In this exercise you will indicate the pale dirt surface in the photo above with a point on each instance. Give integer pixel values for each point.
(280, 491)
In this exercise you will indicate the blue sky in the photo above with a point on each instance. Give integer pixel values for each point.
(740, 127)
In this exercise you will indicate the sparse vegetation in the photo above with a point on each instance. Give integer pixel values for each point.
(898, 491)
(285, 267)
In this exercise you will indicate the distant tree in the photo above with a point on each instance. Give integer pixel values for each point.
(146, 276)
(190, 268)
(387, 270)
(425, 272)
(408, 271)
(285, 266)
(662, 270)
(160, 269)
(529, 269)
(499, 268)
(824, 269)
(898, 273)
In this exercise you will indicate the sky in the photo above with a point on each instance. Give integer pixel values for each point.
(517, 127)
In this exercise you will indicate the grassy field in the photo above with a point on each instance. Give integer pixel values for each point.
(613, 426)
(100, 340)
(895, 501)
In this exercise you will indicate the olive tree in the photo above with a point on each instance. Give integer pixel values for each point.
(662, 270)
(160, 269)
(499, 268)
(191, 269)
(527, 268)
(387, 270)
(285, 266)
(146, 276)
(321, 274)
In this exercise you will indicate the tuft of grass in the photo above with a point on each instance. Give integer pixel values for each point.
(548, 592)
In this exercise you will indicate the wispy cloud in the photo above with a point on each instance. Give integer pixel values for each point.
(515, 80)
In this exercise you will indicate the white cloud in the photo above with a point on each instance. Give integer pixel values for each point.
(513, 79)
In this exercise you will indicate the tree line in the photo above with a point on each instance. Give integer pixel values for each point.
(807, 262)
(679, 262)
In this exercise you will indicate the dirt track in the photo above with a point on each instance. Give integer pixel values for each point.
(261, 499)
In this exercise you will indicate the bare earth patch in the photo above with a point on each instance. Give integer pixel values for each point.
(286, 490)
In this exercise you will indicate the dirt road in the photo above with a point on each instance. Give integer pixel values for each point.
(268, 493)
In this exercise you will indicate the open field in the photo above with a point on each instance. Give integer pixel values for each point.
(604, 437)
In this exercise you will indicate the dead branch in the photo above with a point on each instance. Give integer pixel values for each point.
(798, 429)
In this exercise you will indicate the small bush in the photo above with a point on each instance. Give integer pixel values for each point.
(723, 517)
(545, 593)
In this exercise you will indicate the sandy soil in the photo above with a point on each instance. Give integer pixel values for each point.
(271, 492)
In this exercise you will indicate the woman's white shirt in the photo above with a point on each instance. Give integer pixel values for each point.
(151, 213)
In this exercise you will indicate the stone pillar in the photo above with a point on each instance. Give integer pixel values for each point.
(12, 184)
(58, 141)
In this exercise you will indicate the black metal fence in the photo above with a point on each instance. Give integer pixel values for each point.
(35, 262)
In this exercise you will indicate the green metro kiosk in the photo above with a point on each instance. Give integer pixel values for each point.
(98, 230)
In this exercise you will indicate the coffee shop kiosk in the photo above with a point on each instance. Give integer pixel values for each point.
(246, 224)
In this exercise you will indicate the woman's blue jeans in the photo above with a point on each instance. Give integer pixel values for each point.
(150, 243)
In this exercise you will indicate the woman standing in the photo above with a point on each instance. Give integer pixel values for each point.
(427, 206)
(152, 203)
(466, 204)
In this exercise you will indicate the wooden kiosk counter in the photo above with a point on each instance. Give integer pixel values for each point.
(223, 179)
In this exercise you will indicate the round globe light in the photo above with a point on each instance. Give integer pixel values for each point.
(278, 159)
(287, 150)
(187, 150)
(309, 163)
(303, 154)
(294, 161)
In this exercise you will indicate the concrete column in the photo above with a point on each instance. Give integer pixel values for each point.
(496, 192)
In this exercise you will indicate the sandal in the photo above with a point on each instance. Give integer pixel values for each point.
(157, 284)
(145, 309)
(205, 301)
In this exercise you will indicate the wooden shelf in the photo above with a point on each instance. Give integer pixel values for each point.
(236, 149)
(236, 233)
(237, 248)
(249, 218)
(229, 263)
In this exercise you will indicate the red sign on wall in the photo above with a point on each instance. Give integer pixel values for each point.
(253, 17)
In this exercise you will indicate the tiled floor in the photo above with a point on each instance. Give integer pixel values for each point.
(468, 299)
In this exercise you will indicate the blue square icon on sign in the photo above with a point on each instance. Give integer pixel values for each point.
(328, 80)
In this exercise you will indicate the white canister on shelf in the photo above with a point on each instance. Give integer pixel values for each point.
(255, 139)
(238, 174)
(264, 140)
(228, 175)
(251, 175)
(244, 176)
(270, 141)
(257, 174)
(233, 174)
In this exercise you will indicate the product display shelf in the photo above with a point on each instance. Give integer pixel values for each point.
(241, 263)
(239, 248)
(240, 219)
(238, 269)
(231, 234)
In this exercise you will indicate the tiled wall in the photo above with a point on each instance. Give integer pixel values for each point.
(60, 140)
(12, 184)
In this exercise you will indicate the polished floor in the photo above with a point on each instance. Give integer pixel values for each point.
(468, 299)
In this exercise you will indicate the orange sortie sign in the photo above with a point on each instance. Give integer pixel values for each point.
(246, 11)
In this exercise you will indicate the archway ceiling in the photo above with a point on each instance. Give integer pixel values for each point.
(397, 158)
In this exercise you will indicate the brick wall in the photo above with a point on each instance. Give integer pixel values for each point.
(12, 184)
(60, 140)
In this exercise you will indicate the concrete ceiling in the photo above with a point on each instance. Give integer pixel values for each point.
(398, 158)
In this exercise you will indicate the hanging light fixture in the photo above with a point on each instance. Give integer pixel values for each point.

◇ ◇ ◇

#### Given request:
Quote exactly what appears from the line containing "In this exercise you will indicate the white canister" through the final line of the listing above, including both of those lines.

#### Response to the task:
In this exercise you will indicate the white canister on shelf in the photo above with a point on each instance. Give integer pixel values for each point.
(255, 139)
(238, 174)
(264, 140)
(228, 175)
(251, 175)
(244, 176)
(270, 141)
(257, 174)
(233, 174)
In this exercise you will indicate the product display shelf in the photo above with a point on each instance. Give integer pixel values for each point.
(241, 263)
(239, 248)
(240, 219)
(238, 269)
(231, 234)
In this exercise you will indicate the tiled wall in the photo above with a point on each instance. Give integer pixel values for each point.
(60, 140)
(12, 184)
In this exercise you will indicate the polished floor in the photo above with a point on each instance. Give integer pixel values for each point.
(468, 299)
In this exercise you will indicate the orange sortie sign in the photo above with a point on each instance. Give integer pixel values for each point.
(246, 11)
In this exercise you will indicate the archway ceiling in the photo above with a point on each instance. Give integer pixel values for each point.
(397, 158)
In this exercise you will indicate the brick wall in the photo above with a point on each instance. Give integer pixel values for each point.
(12, 184)
(60, 140)
In this exercise you will indicate the concrete ceiling in the photo above with a point on each instance. Give integer pixel values for each point.
(398, 158)
In this exercise you will indicate the hanging light fixture in the photo above with a point on each instance. Give integer pixel values for each point.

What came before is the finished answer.